EXERCISE | Could you copy out, word for word, only the rows that begin with the one containing "find the gazebo" and run through the one containing "[0, 0, 135, 176]", including both of those rows?

(Region labeling rows)
--------
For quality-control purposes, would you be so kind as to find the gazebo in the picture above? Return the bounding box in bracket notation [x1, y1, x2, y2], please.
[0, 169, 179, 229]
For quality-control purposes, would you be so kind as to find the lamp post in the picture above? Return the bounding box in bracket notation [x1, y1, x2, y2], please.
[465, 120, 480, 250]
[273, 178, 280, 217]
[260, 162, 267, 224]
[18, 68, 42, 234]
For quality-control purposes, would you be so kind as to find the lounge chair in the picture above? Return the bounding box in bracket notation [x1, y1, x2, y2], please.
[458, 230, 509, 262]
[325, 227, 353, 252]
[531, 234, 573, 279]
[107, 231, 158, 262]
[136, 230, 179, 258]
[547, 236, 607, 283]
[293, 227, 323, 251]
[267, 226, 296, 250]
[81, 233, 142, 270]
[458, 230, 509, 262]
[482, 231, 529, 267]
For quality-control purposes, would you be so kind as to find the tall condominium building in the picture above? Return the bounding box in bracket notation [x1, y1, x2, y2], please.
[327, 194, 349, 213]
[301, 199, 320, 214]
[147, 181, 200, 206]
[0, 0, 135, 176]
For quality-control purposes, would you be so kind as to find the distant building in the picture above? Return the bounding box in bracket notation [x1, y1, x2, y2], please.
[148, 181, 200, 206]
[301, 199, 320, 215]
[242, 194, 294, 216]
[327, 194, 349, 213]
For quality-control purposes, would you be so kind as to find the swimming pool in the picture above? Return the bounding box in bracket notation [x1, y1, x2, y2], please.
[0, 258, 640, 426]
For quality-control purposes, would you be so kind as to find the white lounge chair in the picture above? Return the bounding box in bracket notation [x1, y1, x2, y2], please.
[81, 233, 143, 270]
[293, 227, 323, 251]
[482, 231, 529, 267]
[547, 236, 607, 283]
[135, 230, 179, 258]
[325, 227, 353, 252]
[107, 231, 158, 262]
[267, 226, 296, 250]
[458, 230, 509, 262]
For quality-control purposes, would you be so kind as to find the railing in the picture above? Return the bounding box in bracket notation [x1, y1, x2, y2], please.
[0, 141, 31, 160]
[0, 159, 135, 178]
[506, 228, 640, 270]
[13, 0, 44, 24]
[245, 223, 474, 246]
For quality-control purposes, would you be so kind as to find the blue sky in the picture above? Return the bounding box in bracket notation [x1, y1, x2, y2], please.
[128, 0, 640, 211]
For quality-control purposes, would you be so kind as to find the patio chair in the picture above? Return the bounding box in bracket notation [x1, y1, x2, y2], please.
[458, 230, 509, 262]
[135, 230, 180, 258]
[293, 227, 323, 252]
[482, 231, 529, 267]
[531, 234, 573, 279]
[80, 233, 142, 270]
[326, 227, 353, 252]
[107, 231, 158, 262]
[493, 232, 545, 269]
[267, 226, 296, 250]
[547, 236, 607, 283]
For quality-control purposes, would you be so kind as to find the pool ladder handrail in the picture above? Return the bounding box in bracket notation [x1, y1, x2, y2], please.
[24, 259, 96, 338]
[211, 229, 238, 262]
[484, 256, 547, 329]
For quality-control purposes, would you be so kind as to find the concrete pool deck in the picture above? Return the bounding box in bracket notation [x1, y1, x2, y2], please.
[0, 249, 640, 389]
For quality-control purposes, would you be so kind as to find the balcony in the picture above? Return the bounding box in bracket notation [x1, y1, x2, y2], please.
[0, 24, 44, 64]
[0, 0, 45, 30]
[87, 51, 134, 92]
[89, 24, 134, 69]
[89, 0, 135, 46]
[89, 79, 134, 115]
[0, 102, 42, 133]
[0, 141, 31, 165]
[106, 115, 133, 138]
--------
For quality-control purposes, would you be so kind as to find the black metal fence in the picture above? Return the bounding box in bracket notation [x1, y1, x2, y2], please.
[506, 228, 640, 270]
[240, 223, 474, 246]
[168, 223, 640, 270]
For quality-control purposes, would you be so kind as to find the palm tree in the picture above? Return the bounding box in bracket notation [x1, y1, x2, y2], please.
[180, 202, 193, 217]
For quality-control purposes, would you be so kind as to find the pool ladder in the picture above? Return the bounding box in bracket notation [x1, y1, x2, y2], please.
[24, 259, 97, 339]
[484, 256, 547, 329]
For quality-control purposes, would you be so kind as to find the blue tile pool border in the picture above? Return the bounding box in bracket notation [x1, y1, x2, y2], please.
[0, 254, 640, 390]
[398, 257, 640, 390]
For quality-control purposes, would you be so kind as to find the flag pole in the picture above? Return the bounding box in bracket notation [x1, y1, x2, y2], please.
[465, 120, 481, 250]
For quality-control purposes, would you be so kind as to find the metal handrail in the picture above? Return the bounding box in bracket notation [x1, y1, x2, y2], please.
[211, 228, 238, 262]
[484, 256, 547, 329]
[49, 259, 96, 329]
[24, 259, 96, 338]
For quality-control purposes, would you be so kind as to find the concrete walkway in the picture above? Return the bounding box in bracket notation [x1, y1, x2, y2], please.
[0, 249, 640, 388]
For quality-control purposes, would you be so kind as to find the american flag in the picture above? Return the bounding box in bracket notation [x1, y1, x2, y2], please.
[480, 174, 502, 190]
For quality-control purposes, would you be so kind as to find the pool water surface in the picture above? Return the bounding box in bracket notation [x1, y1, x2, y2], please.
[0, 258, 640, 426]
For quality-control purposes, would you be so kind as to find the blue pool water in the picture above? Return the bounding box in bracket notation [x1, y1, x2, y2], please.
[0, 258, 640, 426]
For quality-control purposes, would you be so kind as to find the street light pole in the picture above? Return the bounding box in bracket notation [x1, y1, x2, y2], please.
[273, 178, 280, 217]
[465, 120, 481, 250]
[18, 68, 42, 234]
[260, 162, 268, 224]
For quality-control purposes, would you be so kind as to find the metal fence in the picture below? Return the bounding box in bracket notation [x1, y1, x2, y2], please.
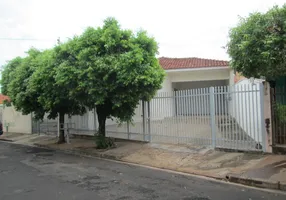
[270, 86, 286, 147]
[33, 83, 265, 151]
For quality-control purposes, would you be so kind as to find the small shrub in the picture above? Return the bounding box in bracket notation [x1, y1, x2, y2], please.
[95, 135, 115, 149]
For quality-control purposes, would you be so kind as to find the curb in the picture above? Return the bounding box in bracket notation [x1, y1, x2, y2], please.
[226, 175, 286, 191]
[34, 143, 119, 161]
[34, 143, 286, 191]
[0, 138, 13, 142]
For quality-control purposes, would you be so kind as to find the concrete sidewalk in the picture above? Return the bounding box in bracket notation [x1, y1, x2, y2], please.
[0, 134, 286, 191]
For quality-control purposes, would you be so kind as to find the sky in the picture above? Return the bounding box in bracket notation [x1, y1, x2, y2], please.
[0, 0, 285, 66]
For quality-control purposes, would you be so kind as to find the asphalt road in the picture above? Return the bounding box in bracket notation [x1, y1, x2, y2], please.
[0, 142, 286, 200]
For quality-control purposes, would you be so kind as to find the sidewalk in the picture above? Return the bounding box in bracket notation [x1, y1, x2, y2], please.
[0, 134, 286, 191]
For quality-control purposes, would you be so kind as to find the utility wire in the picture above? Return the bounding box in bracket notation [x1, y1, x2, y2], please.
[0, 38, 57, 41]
--------
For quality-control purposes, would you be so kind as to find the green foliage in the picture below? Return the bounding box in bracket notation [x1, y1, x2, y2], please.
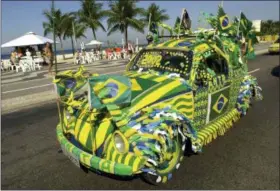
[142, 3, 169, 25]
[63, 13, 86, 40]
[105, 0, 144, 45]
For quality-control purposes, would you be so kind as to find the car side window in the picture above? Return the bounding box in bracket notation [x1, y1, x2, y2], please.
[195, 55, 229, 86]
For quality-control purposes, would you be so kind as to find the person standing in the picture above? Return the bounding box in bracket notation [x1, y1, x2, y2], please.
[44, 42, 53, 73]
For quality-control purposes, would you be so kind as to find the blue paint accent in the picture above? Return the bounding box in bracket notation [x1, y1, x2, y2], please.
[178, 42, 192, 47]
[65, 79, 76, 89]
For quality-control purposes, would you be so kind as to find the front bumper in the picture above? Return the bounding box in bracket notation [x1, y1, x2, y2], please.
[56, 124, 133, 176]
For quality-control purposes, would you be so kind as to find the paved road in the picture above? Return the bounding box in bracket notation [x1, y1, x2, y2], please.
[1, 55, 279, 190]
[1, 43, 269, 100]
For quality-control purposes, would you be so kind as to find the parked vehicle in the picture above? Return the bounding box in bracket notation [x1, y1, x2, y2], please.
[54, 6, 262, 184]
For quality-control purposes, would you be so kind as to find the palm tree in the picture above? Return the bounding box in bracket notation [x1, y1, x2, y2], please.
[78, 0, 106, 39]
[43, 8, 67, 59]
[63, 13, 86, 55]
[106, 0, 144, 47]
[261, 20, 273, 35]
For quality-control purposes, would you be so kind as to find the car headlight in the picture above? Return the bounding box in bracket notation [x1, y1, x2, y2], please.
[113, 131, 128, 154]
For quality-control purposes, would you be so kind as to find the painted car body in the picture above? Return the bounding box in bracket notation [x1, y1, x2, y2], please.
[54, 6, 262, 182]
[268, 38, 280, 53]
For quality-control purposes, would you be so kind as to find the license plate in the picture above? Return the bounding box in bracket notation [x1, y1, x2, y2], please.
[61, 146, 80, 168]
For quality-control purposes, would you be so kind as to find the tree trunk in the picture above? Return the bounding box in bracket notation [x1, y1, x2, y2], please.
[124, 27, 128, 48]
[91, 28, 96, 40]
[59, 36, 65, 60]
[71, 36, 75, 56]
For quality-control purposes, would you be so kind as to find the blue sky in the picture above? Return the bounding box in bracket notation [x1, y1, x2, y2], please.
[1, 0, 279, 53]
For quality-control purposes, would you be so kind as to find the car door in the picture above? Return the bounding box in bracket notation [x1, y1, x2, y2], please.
--------
EXPECTED ANSWER |
For quality-control purposes, would you be so kind as to find the gazebo in the picture above? Return the bounding box in bracket notation [x1, y1, x2, y2], please.
[0, 169, 179, 229]
For quality-control purposes, would you be so kind as to find the lamp post in the picture above? Return the bounding box in bracket notation [x1, y1, x2, y2], please.
[465, 120, 480, 250]
[273, 178, 280, 217]
[260, 162, 267, 224]
[18, 68, 42, 234]
For quality-control purposes, would you be so kind as to find the lounge chair in the picture above? Return the bounding box in bracket notation [x1, y1, x2, y2], please.
[458, 230, 509, 262]
[325, 227, 353, 252]
[531, 234, 573, 279]
[107, 231, 158, 262]
[136, 230, 179, 258]
[547, 236, 607, 283]
[293, 227, 323, 251]
[267, 226, 296, 250]
[81, 233, 142, 270]
[458, 230, 509, 262]
[482, 231, 529, 267]
For quality-control purposes, would you be so kind as to find the tall condominium building in the picture above? Return the bounding box in bracket notation [x1, y1, x2, y2], please.
[327, 194, 349, 213]
[301, 199, 320, 214]
[147, 181, 200, 206]
[0, 0, 135, 176]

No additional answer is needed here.